▶ [WHAT THIS TASK INVOLVES] Copy the data below word for word, starting at the line that contains "Here's a bet: you won't be able to pinpoint the short" and ending at the line that contains "729 44 1110 302", with both of those lines included. Leave any pictures out of your copy.

▶ [RECORDS TO PROCESS]
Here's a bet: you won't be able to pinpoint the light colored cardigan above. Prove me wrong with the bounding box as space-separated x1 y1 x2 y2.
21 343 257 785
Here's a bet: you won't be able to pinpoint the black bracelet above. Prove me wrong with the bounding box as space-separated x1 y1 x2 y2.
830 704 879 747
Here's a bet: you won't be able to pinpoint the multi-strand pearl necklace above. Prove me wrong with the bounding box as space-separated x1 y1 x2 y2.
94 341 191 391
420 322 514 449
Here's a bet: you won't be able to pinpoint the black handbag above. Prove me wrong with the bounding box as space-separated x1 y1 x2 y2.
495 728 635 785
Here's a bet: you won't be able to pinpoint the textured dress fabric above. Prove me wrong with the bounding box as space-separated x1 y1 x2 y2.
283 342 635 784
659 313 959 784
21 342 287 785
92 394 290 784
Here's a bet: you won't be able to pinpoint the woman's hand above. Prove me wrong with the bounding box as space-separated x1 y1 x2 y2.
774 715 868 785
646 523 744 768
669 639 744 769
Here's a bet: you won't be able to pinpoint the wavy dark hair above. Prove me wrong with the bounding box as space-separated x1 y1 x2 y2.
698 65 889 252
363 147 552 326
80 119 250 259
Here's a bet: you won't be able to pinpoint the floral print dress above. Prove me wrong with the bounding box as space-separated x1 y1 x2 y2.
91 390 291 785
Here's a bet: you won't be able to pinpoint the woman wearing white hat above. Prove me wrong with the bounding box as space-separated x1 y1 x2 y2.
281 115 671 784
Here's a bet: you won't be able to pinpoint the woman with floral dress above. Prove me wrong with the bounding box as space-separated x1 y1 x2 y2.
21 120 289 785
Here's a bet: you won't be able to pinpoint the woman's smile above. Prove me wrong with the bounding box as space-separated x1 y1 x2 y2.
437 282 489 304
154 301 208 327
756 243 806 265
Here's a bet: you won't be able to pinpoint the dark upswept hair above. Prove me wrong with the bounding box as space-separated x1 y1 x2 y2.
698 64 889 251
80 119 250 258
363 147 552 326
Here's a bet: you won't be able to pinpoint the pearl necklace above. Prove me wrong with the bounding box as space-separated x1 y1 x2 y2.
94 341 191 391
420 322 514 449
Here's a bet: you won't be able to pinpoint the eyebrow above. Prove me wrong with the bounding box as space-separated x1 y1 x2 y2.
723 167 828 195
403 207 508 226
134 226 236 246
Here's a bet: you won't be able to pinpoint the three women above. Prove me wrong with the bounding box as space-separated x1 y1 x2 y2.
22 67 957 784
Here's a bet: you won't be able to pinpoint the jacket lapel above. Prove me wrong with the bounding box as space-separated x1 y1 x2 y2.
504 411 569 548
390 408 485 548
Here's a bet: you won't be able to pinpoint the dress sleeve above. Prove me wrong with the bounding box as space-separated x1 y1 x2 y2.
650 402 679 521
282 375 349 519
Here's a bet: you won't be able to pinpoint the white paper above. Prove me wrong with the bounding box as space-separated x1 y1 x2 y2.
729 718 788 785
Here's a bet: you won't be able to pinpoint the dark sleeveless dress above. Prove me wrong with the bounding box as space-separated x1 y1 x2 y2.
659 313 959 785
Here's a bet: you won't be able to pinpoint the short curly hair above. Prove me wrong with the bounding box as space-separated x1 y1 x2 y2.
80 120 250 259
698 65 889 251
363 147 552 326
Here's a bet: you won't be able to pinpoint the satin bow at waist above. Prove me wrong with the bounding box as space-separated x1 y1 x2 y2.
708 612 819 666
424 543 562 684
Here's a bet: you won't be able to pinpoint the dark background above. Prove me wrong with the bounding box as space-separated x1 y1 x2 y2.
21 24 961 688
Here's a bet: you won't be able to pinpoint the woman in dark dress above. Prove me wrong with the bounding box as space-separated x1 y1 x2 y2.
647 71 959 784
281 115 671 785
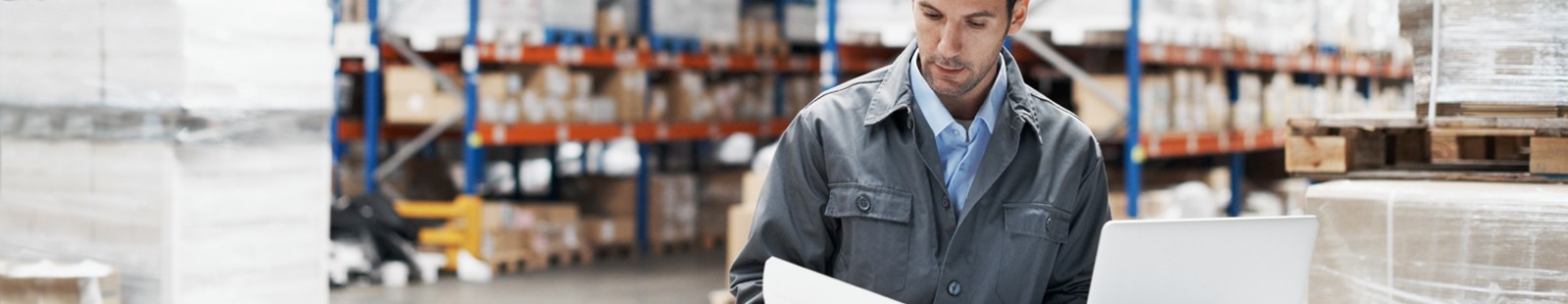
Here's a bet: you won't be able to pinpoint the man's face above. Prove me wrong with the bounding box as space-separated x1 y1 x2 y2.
912 0 1029 95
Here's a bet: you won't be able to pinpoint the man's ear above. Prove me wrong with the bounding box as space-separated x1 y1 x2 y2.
1006 0 1029 36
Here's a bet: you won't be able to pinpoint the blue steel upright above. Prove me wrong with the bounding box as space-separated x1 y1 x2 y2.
1123 0 1143 218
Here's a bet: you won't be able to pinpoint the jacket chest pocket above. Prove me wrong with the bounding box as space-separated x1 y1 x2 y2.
994 202 1072 302
823 183 914 294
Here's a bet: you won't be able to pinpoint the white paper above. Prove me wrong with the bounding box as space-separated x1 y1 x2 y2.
762 257 899 304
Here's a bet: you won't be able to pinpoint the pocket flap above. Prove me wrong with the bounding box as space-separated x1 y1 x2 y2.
1002 202 1072 243
825 183 914 223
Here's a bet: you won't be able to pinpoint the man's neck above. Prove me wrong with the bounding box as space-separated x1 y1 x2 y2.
936 58 1002 121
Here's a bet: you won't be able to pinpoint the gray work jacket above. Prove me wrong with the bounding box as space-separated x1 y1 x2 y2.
729 44 1110 302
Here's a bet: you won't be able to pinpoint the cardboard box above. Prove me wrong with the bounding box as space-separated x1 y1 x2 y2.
483 202 582 254
1306 180 1568 302
662 71 718 123
517 65 577 124
382 66 463 124
648 174 698 243
580 215 637 246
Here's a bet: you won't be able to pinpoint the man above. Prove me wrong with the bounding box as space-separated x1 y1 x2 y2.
729 0 1110 302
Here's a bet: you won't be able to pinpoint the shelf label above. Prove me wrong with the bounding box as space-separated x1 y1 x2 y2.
366 44 381 73
555 45 583 65
463 44 480 74
614 50 637 68
491 126 507 142
708 55 729 69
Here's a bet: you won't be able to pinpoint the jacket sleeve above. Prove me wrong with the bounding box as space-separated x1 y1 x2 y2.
729 115 837 302
1045 147 1110 302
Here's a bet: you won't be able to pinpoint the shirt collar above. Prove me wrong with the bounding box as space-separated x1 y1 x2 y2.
909 50 1006 134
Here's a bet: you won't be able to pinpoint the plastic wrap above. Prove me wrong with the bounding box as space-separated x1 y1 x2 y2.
0 0 335 110
1306 180 1568 302
0 0 335 302
1398 0 1568 105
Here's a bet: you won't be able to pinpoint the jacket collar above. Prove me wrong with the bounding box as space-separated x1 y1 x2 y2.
864 42 1045 133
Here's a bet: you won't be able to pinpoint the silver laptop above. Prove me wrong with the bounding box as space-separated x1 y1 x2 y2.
1088 217 1317 304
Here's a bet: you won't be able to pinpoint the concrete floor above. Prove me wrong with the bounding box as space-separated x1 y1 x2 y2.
331 251 726 304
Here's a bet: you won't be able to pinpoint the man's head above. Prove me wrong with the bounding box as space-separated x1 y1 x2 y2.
912 0 1029 99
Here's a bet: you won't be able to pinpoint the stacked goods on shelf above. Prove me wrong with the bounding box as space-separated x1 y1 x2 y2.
376 0 594 50
827 2 914 47
737 2 789 55
645 0 709 52
480 202 588 268
596 69 649 123
582 174 696 246
1306 178 1568 302
381 66 461 124
649 71 716 123
706 76 774 121
724 173 763 273
515 65 593 124
696 171 750 244
648 174 698 246
1400 0 1568 118
778 0 821 44
0 0 334 302
1135 0 1405 57
702 0 742 53
578 215 637 247
1072 69 1414 134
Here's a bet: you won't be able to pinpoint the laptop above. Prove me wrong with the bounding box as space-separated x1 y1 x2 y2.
1088 217 1317 304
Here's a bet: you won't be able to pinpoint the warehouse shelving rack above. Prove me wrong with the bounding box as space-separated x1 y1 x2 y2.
1121 0 1413 218
331 0 837 254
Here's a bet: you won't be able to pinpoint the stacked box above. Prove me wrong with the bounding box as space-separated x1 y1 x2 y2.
696 171 750 239
590 69 649 123
702 0 740 45
583 174 698 244
481 202 583 259
580 215 637 246
646 0 708 39
381 66 465 124
0 0 334 302
651 71 718 123
594 0 643 37
1306 180 1568 302
379 0 594 50
1398 0 1568 105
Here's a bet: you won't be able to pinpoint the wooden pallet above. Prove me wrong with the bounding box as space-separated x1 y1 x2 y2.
593 243 637 260
486 247 594 275
1286 111 1568 181
1416 102 1568 119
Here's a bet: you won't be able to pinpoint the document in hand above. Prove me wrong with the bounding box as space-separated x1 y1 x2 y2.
762 257 899 304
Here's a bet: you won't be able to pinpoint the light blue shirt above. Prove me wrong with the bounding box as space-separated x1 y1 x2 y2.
909 50 1006 215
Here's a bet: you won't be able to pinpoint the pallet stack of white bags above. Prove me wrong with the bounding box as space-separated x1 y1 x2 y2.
0 0 335 302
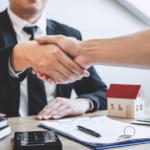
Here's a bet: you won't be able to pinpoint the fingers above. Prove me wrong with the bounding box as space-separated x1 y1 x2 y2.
34 35 62 45
37 98 58 120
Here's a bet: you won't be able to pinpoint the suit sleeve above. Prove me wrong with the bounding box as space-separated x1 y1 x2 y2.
0 45 28 88
74 32 107 112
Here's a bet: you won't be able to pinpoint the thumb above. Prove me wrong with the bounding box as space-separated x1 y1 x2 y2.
34 35 60 45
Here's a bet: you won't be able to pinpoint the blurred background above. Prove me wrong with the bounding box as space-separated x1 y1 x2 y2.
0 0 150 106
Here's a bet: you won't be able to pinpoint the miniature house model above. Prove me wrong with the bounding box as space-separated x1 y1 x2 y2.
106 84 145 118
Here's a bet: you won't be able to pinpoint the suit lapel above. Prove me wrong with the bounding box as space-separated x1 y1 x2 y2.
0 10 20 116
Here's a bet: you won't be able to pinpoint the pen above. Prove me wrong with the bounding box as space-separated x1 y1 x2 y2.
77 126 102 137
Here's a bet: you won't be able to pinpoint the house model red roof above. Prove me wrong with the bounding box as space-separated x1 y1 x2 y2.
105 84 141 99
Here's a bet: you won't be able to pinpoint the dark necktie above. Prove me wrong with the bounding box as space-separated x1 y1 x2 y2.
23 26 47 115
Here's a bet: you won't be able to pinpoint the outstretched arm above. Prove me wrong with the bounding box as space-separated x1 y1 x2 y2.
35 29 150 69
0 41 89 86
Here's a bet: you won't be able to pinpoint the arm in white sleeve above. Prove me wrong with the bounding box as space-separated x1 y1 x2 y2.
8 57 25 79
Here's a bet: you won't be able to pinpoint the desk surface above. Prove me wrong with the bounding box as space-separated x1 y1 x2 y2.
0 108 150 150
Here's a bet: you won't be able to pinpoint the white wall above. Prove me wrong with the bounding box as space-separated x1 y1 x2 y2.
0 0 150 106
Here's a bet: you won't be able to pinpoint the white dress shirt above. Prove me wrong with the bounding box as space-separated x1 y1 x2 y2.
7 8 94 117
7 8 56 117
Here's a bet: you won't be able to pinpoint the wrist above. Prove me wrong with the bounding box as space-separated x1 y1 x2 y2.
10 42 30 72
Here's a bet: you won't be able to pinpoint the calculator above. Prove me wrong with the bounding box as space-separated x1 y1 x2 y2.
13 131 62 150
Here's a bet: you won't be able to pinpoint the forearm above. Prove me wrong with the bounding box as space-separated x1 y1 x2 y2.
10 42 30 72
80 29 150 69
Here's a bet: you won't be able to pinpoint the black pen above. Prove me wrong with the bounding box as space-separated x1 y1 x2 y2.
77 126 102 137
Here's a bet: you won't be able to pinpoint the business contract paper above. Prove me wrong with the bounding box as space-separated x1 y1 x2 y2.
41 116 150 146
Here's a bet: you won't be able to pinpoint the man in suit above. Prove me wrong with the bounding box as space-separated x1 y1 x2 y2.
0 0 107 119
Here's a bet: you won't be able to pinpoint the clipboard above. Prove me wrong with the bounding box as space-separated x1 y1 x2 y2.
38 125 150 150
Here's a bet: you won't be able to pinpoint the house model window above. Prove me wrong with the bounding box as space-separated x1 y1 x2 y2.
136 105 139 111
105 84 145 119
111 104 115 109
119 104 123 110
138 93 140 97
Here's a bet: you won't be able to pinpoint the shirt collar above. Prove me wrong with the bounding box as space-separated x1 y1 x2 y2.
7 8 46 34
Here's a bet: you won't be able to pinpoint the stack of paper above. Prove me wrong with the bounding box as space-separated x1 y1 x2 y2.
41 116 150 146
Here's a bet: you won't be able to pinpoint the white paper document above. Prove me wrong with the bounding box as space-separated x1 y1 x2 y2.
41 116 150 146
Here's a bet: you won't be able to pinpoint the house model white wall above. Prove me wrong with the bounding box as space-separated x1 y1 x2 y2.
106 84 145 119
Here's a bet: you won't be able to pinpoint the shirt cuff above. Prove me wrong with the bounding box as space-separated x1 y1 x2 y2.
8 57 25 79
84 98 94 111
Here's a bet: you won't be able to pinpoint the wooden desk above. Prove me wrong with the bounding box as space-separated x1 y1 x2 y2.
0 108 150 150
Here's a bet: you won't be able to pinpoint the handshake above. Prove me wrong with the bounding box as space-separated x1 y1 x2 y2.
10 35 92 85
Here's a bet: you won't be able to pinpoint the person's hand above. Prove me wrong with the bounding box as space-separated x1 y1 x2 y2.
37 97 90 120
32 35 91 82
10 41 89 84
35 35 91 70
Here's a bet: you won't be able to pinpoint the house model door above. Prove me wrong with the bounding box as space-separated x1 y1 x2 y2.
126 105 131 119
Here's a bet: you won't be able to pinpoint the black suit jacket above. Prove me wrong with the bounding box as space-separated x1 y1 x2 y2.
0 10 107 117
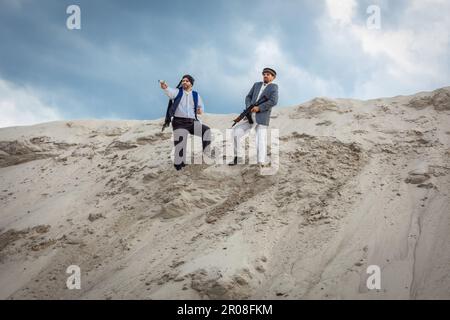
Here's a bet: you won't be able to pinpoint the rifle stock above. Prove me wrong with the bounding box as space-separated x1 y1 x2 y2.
231 97 269 128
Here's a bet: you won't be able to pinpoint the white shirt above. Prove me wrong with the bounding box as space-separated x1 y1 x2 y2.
256 82 269 101
164 87 205 119
251 82 269 126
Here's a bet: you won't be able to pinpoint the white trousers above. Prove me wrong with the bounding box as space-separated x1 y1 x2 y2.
233 119 268 163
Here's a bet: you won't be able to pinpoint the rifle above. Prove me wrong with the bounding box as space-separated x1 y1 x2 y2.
231 97 269 128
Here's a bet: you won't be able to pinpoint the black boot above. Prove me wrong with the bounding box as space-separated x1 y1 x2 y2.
228 157 237 166
174 162 186 171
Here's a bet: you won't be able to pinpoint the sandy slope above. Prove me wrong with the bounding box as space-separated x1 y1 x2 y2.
0 87 450 299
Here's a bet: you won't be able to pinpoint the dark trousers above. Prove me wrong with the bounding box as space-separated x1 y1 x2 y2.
172 117 211 165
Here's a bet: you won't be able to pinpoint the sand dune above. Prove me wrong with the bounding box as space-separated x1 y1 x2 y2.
0 87 450 299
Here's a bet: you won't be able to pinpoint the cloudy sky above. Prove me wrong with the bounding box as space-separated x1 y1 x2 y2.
0 0 450 127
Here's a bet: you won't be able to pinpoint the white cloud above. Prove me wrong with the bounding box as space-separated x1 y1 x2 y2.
0 79 62 127
326 0 357 25
318 0 450 98
187 24 343 108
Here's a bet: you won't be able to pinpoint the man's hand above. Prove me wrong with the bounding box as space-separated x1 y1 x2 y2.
159 81 169 90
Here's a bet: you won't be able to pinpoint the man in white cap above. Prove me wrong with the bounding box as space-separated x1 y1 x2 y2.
229 68 278 166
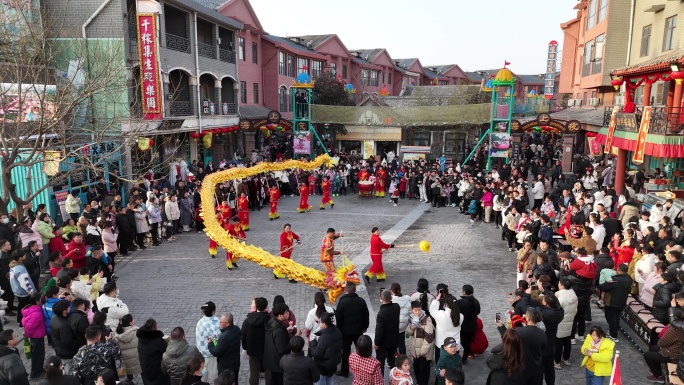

▶ [RESULT]
Here's a bet: you won't be able to pinpoint the short curly hair above. Prove me wrong with the bounding box as space-separated x1 y1 x2 y2.
80 120 250 259
698 65 889 251
363 147 552 326
Here's a bet: you won't be able to pinpoint the satin bow at waist above. Prove me wrong with the bounding box as space-separated x1 y1 x2 y2.
708 612 819 666
424 543 562 684
Here's a bet: you won't be able to pinpoint the dark background above. Prove me wrong with the bounding box as space-separated x1 y1 x2 y2.
21 24 961 688
Here's a bet: you won't be able to pinpoint the woman in dark dress above. Prove me wrong with the bounding box as space-separated x1 y1 x2 y2.
647 71 959 784
281 115 671 785
Here's a bet: you won't be able to pinpoint the man's face above. Prove me wrong with the bounding box as space-separated x1 y1 x2 y2.
912 0 1029 95
Here's a bet: you won't be able to pinpoint the man's ear above. Prove me wrong with the bounding box as space-separated x1 y1 x2 y2.
1006 0 1029 36
Here's a bet: you won't be able to pinpoint the blue steel upright above. Prove me wrong with the bounding box as space-separated x1 y1 x2 y2.
1123 0 1143 218
Here's a bet: you won't be able to pinpoint the jacket chest pocket above. Prove me wrong with the bounding box as space-separated x1 y1 x2 y2.
994 202 1072 302
823 183 914 294
Here's a bet: you won't be able to pinpoint the white paper above. Prove me wrong with the bounding box as space-separated x1 y1 x2 y2.
762 257 899 304
Here's a bet: you won't be able to pinpoint the pocket flap above. Prove me wrong with the bounding box as space-separated x1 y1 x2 y2.
1002 202 1072 243
825 183 914 223
Here's a bet: you won't be able to pinpoint the man's neck above. Prove me wrong with the bounding box as space-separated x1 y1 x2 y2.
936 58 1002 121
Here's a bet: you won't be able to pinpoint the gray work jacket above. Prove me wrong with the bounding box as space-separated x1 y1 x2 y2.
729 44 1110 302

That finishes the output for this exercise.